** Opening EXCERPT PROVIDED block **

FHIR in Production Is Nothing Like FHIR in the Spec
After processing 50,000+ daily FHIR requests at Cerner, I can tell you: the spec describes an ideal world. Production describes the one where two hospitals encode blood pressure differently and DocumentReference has 47 optional fields.
The Gap Between Paper and Production
I spent two years at Cerner (now Oracle Health) building FHIR-compliant APIs and a clinical document retrieval system used by actual doctors in actual hospitals. FHIR R4 is an elegant specification. Clean resource types, RESTful endpoints, JSON payloads. On paper, it solves healthcare interoperability.
In production, it introduces a new class of problems that the spec authors — brilliant as they are — couldn’t predict. Because the spec describes syntax. Production requires semantics. And semantics are where healthcare data gets ugly.

** Closing EXCERPT PROVIDED block **

# YOUR TASKS:
A – Decide whether each statement below agrees with the FHIR excerpt, answering yes or no and quoting the deciding words of the excerpt: (i) the author spent two years at Cerner; (ii) the excerpt says the spec describes semantics while production requires syntax; (iii) DocumentReference has 47 optional fields.
B – Which FHIR version does the FHIR excerpt call an elegant specification?
C – Carry the FHIR excerpt forward from its final sentence.

** Opening SUPPLIED MATERIAL block **

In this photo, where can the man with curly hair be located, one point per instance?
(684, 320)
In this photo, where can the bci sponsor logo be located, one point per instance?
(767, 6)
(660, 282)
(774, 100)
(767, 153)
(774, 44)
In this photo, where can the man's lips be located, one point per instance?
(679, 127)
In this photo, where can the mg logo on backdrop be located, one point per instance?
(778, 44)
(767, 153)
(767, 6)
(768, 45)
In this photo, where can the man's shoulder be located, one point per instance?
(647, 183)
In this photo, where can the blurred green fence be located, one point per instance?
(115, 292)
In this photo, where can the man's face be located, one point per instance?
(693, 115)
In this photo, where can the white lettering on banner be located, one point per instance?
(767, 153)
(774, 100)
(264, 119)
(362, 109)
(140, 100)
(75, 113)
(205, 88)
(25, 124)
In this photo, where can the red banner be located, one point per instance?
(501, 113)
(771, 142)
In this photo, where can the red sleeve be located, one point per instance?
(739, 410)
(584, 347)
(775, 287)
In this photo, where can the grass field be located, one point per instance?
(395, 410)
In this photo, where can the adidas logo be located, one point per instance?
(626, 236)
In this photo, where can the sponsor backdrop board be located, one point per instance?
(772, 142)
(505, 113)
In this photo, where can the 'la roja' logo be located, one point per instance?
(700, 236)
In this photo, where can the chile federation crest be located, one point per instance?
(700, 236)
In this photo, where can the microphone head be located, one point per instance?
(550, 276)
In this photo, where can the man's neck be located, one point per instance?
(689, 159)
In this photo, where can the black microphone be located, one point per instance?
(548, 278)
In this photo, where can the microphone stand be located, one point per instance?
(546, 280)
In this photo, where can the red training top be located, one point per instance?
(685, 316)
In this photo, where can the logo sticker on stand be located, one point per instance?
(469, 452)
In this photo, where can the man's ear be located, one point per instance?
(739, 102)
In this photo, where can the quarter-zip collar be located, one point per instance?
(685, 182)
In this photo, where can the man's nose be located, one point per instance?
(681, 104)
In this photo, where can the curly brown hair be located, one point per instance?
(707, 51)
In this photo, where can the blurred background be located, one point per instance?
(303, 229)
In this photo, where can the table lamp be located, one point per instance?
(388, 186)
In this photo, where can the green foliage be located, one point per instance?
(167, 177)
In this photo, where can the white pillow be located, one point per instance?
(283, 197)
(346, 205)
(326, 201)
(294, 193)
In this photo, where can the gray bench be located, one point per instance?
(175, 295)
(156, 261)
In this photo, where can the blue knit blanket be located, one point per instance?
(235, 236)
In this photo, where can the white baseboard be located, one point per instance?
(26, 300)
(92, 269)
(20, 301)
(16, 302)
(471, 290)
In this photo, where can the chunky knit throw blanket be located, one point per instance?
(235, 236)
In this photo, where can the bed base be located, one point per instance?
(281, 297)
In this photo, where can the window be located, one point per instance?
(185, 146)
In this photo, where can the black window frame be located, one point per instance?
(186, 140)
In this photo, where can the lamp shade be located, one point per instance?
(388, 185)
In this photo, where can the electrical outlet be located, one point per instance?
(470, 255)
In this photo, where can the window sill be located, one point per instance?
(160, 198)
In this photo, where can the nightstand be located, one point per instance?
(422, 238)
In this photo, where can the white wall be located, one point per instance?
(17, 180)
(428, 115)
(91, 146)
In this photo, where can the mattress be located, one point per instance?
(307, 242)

** Closing SUPPLIED MATERIAL block **
** Opening SUPPLIED MATERIAL block **

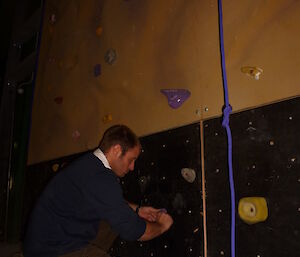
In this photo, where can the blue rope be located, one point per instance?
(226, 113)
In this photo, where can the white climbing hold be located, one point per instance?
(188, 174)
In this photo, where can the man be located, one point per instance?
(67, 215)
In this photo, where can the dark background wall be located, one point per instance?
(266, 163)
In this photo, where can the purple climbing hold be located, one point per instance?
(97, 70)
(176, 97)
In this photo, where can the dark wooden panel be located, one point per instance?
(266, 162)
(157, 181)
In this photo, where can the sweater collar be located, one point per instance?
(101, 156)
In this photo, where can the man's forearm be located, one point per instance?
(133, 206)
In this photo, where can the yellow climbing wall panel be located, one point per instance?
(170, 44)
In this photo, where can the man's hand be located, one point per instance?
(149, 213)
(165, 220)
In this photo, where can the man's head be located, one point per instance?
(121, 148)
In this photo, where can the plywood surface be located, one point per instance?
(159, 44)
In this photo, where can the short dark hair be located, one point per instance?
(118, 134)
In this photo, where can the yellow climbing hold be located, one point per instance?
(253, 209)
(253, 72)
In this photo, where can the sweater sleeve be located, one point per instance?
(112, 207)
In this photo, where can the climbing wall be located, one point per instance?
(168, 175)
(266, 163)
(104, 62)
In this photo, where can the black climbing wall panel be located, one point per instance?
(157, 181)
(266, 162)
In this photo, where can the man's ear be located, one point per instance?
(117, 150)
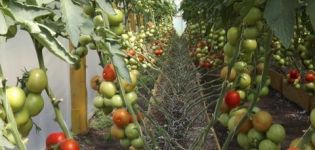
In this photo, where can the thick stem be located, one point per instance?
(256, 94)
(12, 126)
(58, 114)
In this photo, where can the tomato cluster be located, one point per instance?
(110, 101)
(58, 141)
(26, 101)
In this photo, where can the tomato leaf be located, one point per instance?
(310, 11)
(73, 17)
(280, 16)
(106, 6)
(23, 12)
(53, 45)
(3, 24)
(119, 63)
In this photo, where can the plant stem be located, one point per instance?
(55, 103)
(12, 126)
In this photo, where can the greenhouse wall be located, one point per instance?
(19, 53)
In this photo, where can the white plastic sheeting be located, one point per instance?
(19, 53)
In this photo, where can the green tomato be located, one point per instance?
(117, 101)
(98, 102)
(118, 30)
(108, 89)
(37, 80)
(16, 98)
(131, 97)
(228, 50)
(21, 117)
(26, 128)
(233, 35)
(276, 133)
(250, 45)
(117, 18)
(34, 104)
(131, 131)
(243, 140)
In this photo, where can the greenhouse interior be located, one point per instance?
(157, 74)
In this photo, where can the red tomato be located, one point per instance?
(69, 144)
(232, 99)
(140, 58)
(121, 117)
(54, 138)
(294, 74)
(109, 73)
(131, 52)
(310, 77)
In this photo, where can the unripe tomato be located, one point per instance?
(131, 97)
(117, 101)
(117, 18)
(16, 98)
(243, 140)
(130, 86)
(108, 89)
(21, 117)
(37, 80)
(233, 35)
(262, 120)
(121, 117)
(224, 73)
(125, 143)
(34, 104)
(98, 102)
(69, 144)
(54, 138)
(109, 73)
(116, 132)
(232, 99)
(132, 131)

** Closing SUPPLIED MATERIAL block **

# ANSWERS TO THIS EXERCISE:
A –
(i) Yes: "I spent two years at Cerner (now Oracle Health)"
(ii) No: "Because the spec describes syntax. Production requires semantics."
(iii) Yes: "DocumentReference has 47 optional fields"

B – FHIR R4.

C –
Problem 1: Semantic Interoperability Is a Fantasy
FHIR defines an Observation resource for clinical measurements. Blood pressure is an Observation. Temperature is an Observation. “Patient seems anxious” is also an Observation.
The spec says you should use LOINC codes to identify what kind of observation it is. LOINC code 85354-9 is “Blood pressure panel.” Straightforward, right?
Hospital A sends blood pressure as a single Observation with two components (systolic and diastolic). Hospital B sends it as two separate Observations linked by a shared encounter reference. Hospital C sends it as a DiagnosticReport containing an Observation panel. All three are FHIR-compliant.
// Hospital A: Component-based (correct per spec)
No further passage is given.